Exercise inputs:
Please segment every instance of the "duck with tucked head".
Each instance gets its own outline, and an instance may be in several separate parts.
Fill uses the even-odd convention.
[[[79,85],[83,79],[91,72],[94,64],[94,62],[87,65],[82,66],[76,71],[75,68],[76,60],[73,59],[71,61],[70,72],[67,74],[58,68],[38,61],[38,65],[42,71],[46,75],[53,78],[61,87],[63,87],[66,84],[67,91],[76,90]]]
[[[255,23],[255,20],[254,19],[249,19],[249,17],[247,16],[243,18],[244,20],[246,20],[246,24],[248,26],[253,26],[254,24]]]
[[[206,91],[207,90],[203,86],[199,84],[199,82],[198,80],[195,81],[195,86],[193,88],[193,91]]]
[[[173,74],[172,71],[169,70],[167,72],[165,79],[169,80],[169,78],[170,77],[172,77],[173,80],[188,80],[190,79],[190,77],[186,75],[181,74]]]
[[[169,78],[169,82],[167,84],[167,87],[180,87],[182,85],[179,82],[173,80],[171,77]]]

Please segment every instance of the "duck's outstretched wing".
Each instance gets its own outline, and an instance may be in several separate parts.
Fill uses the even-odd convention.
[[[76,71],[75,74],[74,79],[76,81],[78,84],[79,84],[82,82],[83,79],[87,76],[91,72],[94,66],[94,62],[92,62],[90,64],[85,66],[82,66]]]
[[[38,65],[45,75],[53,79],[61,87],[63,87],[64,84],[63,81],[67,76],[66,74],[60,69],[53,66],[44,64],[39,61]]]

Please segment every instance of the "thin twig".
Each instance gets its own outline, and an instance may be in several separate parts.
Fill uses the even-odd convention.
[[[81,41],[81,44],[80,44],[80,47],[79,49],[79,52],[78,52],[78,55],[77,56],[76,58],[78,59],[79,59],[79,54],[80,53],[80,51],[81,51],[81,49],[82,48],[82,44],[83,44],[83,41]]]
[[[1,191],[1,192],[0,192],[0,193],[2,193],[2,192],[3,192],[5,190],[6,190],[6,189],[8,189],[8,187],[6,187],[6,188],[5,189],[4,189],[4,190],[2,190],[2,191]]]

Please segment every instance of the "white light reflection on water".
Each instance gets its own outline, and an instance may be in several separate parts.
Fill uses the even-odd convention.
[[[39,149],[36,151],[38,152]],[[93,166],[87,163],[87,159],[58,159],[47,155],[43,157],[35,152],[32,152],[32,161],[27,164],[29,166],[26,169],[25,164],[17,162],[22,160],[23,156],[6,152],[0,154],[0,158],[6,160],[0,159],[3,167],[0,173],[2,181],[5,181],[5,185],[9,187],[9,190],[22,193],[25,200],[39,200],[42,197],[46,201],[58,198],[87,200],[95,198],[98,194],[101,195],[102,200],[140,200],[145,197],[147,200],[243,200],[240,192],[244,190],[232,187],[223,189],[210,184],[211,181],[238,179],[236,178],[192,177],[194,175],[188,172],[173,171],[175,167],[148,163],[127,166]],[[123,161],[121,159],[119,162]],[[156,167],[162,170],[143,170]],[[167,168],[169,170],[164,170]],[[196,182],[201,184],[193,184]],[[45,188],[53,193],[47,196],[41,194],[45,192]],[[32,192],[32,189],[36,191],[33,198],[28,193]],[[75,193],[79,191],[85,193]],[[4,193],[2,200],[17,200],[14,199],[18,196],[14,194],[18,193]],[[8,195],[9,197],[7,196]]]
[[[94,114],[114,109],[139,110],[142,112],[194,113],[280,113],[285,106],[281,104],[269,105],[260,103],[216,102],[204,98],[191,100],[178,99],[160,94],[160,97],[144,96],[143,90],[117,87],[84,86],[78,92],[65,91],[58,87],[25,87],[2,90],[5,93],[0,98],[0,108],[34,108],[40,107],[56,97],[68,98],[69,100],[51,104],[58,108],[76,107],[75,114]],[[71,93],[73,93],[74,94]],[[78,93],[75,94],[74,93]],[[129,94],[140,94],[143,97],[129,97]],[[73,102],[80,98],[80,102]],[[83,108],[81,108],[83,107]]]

Work instructions:
Render every line above as a JSON list of strings, with one string per line and no strings for blank lines.

Solved problem:
[
  "Please segment every instance of the \"duck with tucked head\".",
  "Each instance gets its own outline, and an instance may be in several separate parts.",
  "Fill uses the even-odd convention.",
  "[[[79,85],[83,79],[91,72],[94,64],[94,62],[87,65],[82,66],[76,71],[75,68],[76,60],[73,59],[71,61],[70,72],[67,74],[58,68],[38,61],[38,65],[42,71],[46,75],[53,78],[61,87],[63,87],[66,84],[67,91],[76,90]]]",
  "[[[255,23],[255,20],[254,19],[249,19],[249,17],[247,16],[243,18],[244,20],[246,20],[246,24],[248,26],[253,26],[254,24]]]",
  "[[[206,91],[207,90],[203,86],[199,84],[199,82],[198,80],[195,81],[195,86],[193,88],[193,91]]]",
  "[[[173,74],[172,71],[169,70],[167,72],[165,79],[169,80],[169,78],[170,77],[172,77],[173,80],[188,80],[190,79],[190,77],[186,75],[181,74]]]",
  "[[[169,78],[169,82],[167,84],[167,87],[180,87],[182,85],[179,82],[173,80],[171,77]]]",
  "Please segment every instance of the \"duck's outstretched wing\".",
  "Each instance gets its own outline, and an instance may be in several separate parts.",
  "Fill uses the even-odd convention.",
  "[[[76,71],[75,74],[74,79],[76,81],[78,84],[79,84],[82,82],[83,79],[87,76],[91,72],[94,66],[94,62],[92,62],[90,64],[85,66],[82,66]]]",
  "[[[38,65],[45,75],[53,79],[61,87],[63,87],[64,84],[63,81],[67,76],[66,74],[60,69],[53,66],[44,64],[39,61]]]",
  "Please segment every instance of the \"thin twig\".",
  "Each instance gets its own outline, and an instance may be in several separate parts.",
  "Fill uses the even-odd convention.",
  "[[[81,41],[81,44],[80,44],[80,47],[79,49],[79,52],[78,52],[78,55],[77,56],[76,58],[78,59],[79,59],[79,54],[80,53],[80,51],[81,51],[81,49],[82,48],[82,44],[83,44],[83,41]]]",
  "[[[1,191],[1,192],[0,192],[0,193],[2,193],[2,192],[3,192],[5,190],[6,190],[6,189],[8,189],[8,187],[6,187],[6,188],[5,189],[4,189],[4,190],[2,190],[2,191]]]",
  "Please segment every instance of the \"white light reflection on water\".",
  "Each instance gets its own outline, and an instance may be in several separate parts.",
  "Fill uses the even-odd convention.",
  "[[[39,149],[36,151],[38,152]],[[93,166],[87,163],[87,159],[58,159],[47,155],[43,157],[35,152],[32,152],[32,161],[27,164],[29,166],[26,169],[25,164],[17,162],[22,160],[23,156],[6,152],[0,154],[0,158],[6,160],[0,159],[3,167],[0,173],[2,181],[5,181],[5,185],[9,187],[9,190],[22,193],[25,200],[39,200],[42,197],[46,201],[58,198],[87,200],[95,198],[98,194],[101,195],[102,200],[140,200],[145,197],[147,200],[243,200],[240,192],[244,190],[232,187],[223,189],[210,184],[211,181],[238,179],[236,178],[192,177],[194,175],[188,172],[173,171],[175,167],[148,163],[127,166]],[[123,161],[121,159],[119,162]],[[156,167],[162,170],[143,170]],[[167,168],[169,170],[164,170]],[[196,182],[201,184],[193,184]],[[45,188],[53,193],[47,196],[41,194],[45,192]],[[32,192],[32,189],[36,191],[33,198],[28,193]],[[75,193],[79,191],[85,193]],[[4,193],[2,200],[17,200],[14,199],[18,196],[14,194],[18,193]],[[8,195],[9,197],[7,196]]]",
  "[[[94,114],[114,109],[139,110],[142,112],[194,113],[280,113],[285,106],[281,104],[269,105],[260,103],[216,102],[204,98],[191,100],[178,99],[160,94],[160,97],[144,96],[143,90],[117,87],[84,86],[78,92],[65,91],[58,87],[25,87],[2,90],[5,93],[0,98],[0,108],[34,108],[40,107],[56,97],[68,98],[69,100],[51,104],[58,108],[76,107],[75,114]],[[71,93],[73,93],[74,94]],[[78,93],[75,94],[74,93]],[[129,94],[140,94],[143,97],[129,97]],[[73,102],[80,98],[80,102]],[[83,108],[81,108],[83,107]]]"
]